WHAT THE EXERCISE ASKS » Could you give every line of the material below as a JSON list of strings, one string per line, with blank lines left out?

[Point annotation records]
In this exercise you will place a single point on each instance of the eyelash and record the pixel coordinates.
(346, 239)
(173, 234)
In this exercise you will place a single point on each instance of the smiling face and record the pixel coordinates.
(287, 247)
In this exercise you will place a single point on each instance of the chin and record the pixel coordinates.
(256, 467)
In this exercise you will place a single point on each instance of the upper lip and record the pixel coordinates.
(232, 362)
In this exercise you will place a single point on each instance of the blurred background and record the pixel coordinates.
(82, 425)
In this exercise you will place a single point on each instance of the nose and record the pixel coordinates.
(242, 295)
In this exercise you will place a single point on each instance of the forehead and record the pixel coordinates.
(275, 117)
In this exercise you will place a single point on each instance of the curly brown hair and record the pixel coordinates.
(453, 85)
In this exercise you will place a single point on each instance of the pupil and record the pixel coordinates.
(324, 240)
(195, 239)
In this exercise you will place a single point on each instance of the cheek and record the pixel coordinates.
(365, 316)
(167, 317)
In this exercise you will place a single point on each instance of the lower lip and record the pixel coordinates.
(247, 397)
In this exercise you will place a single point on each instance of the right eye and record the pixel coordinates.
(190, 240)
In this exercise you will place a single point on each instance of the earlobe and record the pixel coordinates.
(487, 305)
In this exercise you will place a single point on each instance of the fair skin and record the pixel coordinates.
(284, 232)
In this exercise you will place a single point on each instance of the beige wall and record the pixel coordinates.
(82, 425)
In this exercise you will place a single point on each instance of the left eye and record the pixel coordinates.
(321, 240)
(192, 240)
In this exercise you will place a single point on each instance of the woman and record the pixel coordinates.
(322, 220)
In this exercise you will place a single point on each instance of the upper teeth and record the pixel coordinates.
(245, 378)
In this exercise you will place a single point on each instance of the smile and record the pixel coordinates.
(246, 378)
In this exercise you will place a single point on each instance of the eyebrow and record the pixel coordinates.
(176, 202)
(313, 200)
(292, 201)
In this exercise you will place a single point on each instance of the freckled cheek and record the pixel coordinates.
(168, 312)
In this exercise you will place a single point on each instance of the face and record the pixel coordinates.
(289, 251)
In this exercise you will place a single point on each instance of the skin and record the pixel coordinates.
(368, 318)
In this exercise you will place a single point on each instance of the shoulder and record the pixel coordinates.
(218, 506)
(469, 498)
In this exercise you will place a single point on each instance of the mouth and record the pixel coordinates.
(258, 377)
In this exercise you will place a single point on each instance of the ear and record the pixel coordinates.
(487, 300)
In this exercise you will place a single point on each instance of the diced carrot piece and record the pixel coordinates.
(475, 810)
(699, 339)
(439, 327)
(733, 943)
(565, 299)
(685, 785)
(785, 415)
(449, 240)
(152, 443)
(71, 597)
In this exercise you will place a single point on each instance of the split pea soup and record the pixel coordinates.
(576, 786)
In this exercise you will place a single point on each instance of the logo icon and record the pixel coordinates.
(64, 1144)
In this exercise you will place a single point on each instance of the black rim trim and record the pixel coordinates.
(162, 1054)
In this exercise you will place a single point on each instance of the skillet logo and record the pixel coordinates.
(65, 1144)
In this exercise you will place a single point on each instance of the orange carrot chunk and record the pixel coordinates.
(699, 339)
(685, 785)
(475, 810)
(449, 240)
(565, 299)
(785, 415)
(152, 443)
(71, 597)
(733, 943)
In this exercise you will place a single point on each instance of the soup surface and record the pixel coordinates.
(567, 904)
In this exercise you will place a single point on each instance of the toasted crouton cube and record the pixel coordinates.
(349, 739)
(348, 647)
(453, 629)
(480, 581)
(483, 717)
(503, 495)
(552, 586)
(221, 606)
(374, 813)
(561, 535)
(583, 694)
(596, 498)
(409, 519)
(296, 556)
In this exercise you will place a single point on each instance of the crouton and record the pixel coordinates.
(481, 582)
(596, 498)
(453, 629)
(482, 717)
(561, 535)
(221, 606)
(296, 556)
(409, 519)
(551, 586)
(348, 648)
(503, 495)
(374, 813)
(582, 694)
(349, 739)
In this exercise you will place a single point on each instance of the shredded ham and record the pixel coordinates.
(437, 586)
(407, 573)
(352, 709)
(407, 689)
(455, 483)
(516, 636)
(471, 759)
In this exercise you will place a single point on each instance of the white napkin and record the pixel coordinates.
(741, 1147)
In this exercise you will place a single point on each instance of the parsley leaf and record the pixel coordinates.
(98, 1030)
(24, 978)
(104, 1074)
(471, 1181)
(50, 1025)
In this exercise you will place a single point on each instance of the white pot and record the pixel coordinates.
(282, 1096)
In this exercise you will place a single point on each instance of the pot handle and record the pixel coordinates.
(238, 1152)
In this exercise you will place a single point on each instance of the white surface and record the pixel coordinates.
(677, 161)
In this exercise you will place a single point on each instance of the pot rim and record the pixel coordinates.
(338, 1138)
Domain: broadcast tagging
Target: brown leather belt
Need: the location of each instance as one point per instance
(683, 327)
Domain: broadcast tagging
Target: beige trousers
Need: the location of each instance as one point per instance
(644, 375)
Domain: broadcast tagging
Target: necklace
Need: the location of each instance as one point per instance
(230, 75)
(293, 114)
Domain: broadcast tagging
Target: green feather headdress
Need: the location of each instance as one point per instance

RESPONSE »
[
  "In this exercise you will place a single point on each instance of the eyelash and record the pixel coordinates.",
  "(346, 239)",
  "(173, 234)",
  "In this exercise you will place a single point on each instance of the smiling face and record the pixel coordinates.",
  "(287, 247)",
  "In this exercise you will place a single point on each instance of the chin and record the pixel coordinates.",
  "(256, 467)",
  "In this exercise you will place a single point on each instance of the upper lip and record the pixel coordinates.",
  "(232, 362)",
  "In this exercise you will place a single point on each instance of the blurred background and record the pixel coordinates.",
  "(82, 425)",
  "In this exercise you will place a single point on each instance of the nose and record the pixel coordinates.",
  "(242, 295)",
  "In this exercise you will place a single point on each instance of the forehead and record the pixel coordinates.",
  "(275, 117)",
  "In this exercise you will place a single point on each instance of the curly brown hair and record the pixel coordinates.",
  "(453, 85)",
  "In this exercise you will place a single point on each instance of the pupil and record the pixel coordinates.",
  "(324, 240)",
  "(195, 239)",
  "In this exercise you will place a single point on each instance of the cheek and record the pixel coordinates.",
  "(365, 316)",
  "(167, 317)",
  "In this exercise you will place a single point on each instance of the lower lip and record the pixel coordinates.",
  "(247, 397)",
  "In this exercise you will place a single point on each instance of the right eye and record the pixel coordinates.",
  "(190, 240)",
  "In this exercise you will place a single point on each instance of the earlobe and record the pixel coordinates.",
  "(487, 305)",
  "In this exercise you will place a single point on each instance of the fair skin and record the pixel coordinates.",
  "(284, 232)",
  "In this exercise you will place a single point on each instance of the beige wall and record the pixel coordinates.",
  "(82, 425)",
  "In this exercise you will place a single point on each instance of the left eye and record the pixel coordinates.",
  "(321, 240)",
  "(192, 240)",
  "In this exercise you will place a single point on each instance of the woman and record the pixel coordinates.",
  "(322, 220)",
  "In this exercise you will place a single point on each instance of the upper teeth and record the pixel coordinates.",
  "(245, 378)",
  "In this exercise you will place a single point on each instance of the smile and record the pixel coordinates.",
  "(246, 378)",
  "In this exercise you will place a single point on each instance of the eyebrow and record the pixel coordinates.",
  "(176, 202)",
  "(313, 200)",
  "(292, 201)",
  "In this exercise you will place a single point on each instance of the freckled cheek and record the pixel coordinates.",
  "(168, 312)",
  "In this exercise you will place a single point on each instance of the face and record the pixel coordinates.",
  "(289, 251)",
  "In this exercise you will place a single point on each instance of the skin and record the pixel coordinates.",
  "(368, 318)",
  "In this exercise you will place a single point on each instance of the shoulder and record the pixel coordinates.",
  "(218, 506)",
  "(469, 498)",
  "In this exercise you will place a single point on each instance of the mouth and record the pixel coordinates.",
  "(258, 377)",
  "In this exercise you will place a single point on each instance of the ear and record the pixel coordinates.",
  "(487, 300)",
  "In this exercise you will place a single point on each instance of the diced carrot piece and record the pixel coordinates.",
  "(475, 810)",
  "(699, 339)",
  "(439, 327)",
  "(733, 943)",
  "(565, 299)",
  "(685, 785)",
  "(785, 415)",
  "(449, 240)",
  "(152, 443)",
  "(71, 597)",
  "In this exercise you will place a single point on each instance of the split pea soup and record the pixel coordinates.",
  "(576, 786)",
  "In this exercise you will place a single point on each instance of the logo icon and record the pixel coordinates.",
  "(64, 1144)",
  "In this exercise you will place a single point on each instance of the black rim trim and record the pixel coordinates.",
  "(162, 1054)",
  "In this exercise you will place a single point on each instance of the skillet logo and record the pixel coordinates.",
  "(65, 1144)",
  "In this exercise you will place a single point on each instance of the orange carrot chunk and record the pixel coordinates.",
  "(699, 339)",
  "(685, 785)",
  "(475, 810)",
  "(449, 240)",
  "(565, 299)",
  "(785, 415)",
  "(152, 443)",
  "(71, 597)",
  "(733, 943)",
  "In this exercise you will place a single point on each instance of the soup surface and record the pixel coordinates.",
  "(567, 904)",
  "In this exercise you will place a single point on each instance of the toasted crouton cube and record the pixel coordinates.",
  "(349, 739)",
  "(348, 647)",
  "(453, 629)",
  "(480, 581)",
  "(483, 717)",
  "(503, 495)",
  "(552, 586)",
  "(221, 606)",
  "(374, 813)",
  "(561, 535)",
  "(583, 694)",
  "(596, 498)",
  "(409, 519)",
  "(296, 556)",
  "In this exercise you will place a single point on each instance of the crouton and record the pixel coordinates.",
  "(481, 582)",
  "(596, 498)",
  "(453, 629)",
  "(482, 717)",
  "(561, 535)",
  "(221, 606)",
  "(296, 556)",
  "(409, 519)",
  "(551, 586)",
  "(348, 648)",
  "(503, 495)",
  "(374, 813)",
  "(582, 694)",
  "(349, 739)",
  "In this exercise you will place a single point on each instance of the shredded ham and record the pixel coordinates.",
  "(437, 586)",
  "(407, 573)",
  "(352, 709)",
  "(407, 689)",
  "(455, 483)",
  "(516, 636)",
  "(471, 759)",
  "In this exercise you will place a single point on each instance of the white napkin and record the pixel coordinates.",
  "(741, 1147)",
  "In this exercise you will place a single point on each instance of the parsley leaf and record the pixel coordinates.",
  "(98, 1030)",
  "(24, 978)",
  "(104, 1074)",
  "(471, 1181)",
  "(50, 1025)",
  "In this exercise you will place a single point on each instance of the white pot and record the pixel coordinates.",
  "(282, 1096)",
  "In this exercise you will place a single point on each instance of the pot handle and record the pixel coordinates.",
  "(238, 1152)",
  "In this exercise you will place a single point on each instance of the white surface and record the pixel coordinates.",
  "(677, 161)",
  "In this exercise you will place a single point on each instance of the pot rim and record the pixel coordinates.",
  "(338, 1138)",
  "Domain: broadcast tagging",
  "Target: brown leather belt",
  "Need: the location of each instance as one point per instance",
  "(683, 327)",
  "Domain: broadcast tagging",
  "Target: beige trousers",
  "Need: the location of each instance as one point per instance",
  "(644, 375)",
  "Domain: broadcast tagging",
  "Target: necklace",
  "Need: the location of each instance as one point per instance",
  "(230, 75)",
  "(293, 114)",
  "Domain: broadcast tagging",
  "Target: green feather headdress",
  "Need: the location of each instance as one point per instance"
]